-- Begin EXCERPT PROVIDED --

It wouldn't be fair to write this post without taking a pass at the evergreen question “what does love mean to me?” I think it's a rather profound exercise, actually. Inspired by the documentary “Love Me” about mail-order brides, I've become piqued by the idea of some kind of oral interview project where I pester couples about their relationship, how it started, what it means to them, what they think their life would be missing if they didn't have it, and so on.

It's very easy to think about love in terms of what you're getting from or giving to someone else. And there's a lot of merit to these things about vulnerability, support, connections, sharing, and so on that you've doubtless heard thousands of times before. All of these are things we want, and want to do, and of course it's important to satisfy ourselves, but they don't seem quite sufficient. For me, the most remarkable thing is that, with a partner, we get to live two lives at once, and that's a thrilling, frightening, transcendental thing to experience. We envelop each other; more talents, more responsibilities, more feelings. How can we be in multiple lives at once? It makes sense humans have been seeking some supernatural explanation to explain it for millennia.


I am often taken by the idea of another person spending their time thinking about you while you aren't near them. Of course, there is an element of self-flattery here. We like the idea of being important enough to someone else, that we've captured their imagination to such a degree that they spend part of their day thinking of what we might do, or how we might react to a given situation.

But I'd like to think there is something a little more transcendent about this. In our own body, we're self-contained. We've explored most of the depths of our personality, our whims, the levers and pulleys that animate us now seem very mechanical in our own observation. But when someone else, someone special to us in particular, creates an image of us in their own mind, it's a renewal of our existence, an extension of our humanity. We are experiencing life with them, helping them, inspiring them, in a fashion that's entirely new, because a unique individual has made us for themselves.

I've realized recently that, if I'm really honest with myself, I don't keep chasing romance because I have any genuine belief there might be a person someday who wants to spend a lot of time together with me. The combination of my choices and circumstance just makes that nearly impossible. I do it because it's still a rush of excitement to imagine the possibilities, however unlikely. Is it healthy? Possibly not. The constant rejection can be mentally draining, and skews my personal social perception into even more insular self-consciousness. But I do it, primarily I think, because it makes me feel like part of the human experience, and that, if I gave up, I'd be surrendering part of my humanity to the forces of self-doubt and social conformity.

-- End EXCERPT PROVIDED --
-- Begin PROVIDED RECORDS --

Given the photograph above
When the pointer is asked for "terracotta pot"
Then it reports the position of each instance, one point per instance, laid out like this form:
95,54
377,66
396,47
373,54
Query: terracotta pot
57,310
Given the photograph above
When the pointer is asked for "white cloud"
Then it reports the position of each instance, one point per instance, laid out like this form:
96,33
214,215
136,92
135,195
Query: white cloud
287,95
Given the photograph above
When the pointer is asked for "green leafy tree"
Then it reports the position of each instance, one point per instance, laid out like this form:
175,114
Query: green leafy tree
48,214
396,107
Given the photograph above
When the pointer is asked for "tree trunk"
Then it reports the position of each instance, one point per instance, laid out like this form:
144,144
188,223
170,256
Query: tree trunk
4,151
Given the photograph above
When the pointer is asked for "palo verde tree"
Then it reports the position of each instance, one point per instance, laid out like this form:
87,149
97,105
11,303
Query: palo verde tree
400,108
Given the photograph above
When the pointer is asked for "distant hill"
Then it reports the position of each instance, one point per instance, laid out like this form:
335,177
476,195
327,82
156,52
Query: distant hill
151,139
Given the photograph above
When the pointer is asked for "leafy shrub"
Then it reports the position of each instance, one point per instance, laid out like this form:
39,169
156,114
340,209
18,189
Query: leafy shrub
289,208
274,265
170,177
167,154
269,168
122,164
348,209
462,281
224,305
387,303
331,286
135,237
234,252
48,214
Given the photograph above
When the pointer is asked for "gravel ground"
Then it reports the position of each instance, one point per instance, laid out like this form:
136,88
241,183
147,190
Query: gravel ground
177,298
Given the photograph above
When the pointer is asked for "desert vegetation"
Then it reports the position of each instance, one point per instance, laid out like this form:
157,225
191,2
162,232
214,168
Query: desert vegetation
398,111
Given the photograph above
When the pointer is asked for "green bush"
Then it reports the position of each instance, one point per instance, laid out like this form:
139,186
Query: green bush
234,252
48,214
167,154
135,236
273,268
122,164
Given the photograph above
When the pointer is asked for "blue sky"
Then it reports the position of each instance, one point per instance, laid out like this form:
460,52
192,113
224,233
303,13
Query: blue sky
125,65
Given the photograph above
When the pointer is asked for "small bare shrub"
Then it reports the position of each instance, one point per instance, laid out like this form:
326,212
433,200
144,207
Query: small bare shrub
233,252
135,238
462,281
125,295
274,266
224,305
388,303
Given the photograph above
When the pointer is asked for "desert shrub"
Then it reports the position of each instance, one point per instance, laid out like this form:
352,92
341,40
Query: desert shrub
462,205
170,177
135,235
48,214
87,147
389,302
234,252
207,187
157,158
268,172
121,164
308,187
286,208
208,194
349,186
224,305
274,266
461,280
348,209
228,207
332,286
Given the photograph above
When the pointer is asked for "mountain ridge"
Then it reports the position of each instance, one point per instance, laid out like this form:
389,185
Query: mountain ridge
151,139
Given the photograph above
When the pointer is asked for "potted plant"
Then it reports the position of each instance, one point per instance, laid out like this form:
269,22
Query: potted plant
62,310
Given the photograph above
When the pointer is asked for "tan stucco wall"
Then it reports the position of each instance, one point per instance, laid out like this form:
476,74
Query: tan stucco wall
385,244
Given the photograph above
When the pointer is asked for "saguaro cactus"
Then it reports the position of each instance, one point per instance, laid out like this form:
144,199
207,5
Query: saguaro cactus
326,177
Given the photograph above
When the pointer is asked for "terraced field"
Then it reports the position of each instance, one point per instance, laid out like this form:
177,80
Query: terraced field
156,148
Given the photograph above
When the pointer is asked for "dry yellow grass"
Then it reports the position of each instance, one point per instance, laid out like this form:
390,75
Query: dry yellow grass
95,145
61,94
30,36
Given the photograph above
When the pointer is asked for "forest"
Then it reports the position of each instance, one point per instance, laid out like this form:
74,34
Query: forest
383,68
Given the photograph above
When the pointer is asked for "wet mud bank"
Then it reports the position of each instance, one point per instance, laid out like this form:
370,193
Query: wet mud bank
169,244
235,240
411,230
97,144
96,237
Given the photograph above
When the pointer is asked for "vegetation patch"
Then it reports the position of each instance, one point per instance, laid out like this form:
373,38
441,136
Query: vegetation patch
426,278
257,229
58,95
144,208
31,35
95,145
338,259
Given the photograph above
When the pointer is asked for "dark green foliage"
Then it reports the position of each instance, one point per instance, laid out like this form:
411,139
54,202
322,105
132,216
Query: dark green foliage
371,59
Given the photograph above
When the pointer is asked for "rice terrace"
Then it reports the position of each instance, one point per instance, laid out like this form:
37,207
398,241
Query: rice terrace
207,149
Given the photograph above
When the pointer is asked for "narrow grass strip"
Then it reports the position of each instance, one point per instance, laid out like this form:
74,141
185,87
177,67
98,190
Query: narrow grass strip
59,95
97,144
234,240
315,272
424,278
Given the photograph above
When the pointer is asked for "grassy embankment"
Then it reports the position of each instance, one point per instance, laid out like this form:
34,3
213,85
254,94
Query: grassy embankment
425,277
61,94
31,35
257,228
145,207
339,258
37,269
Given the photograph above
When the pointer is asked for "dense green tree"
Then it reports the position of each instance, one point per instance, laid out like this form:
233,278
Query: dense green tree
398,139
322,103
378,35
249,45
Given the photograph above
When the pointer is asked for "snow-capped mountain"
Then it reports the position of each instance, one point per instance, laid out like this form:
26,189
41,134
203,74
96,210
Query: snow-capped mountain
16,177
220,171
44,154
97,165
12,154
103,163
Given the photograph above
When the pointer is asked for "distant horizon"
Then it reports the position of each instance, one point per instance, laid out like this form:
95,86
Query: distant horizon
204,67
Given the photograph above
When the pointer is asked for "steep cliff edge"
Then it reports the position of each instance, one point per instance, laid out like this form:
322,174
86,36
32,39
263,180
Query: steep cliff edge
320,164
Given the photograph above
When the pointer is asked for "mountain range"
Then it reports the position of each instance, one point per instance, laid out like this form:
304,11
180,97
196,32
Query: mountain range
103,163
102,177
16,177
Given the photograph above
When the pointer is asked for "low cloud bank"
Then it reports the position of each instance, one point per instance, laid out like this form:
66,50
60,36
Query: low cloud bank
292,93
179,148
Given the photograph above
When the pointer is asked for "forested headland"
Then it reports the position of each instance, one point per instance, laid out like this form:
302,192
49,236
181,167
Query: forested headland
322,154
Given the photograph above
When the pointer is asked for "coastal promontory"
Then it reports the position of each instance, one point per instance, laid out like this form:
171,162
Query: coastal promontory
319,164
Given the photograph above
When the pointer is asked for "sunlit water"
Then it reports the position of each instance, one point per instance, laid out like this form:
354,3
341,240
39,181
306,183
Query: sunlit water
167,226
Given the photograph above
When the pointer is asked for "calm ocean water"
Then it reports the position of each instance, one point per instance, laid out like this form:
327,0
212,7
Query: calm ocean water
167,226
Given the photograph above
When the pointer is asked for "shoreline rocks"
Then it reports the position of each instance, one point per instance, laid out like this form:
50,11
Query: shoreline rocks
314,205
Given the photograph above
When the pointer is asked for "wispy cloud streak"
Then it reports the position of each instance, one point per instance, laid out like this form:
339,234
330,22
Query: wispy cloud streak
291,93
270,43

-- End PROVIDED RECORDS --

REQUIRED ACTIONS:
[a] In the essay on love, which things does the writer say there is "a lot of merit to"? List each one.
[b] Extract every line of the entries that contains the string "dark", treating uppercase and lowercase as different.
The essay on love has no connection to the entries.

PROBLEM SOLUTIONS:
[a] vulnerability, support, connections, sharing

[b]
When the pointer is asked for "dark green foliage"
Query: dark green foliage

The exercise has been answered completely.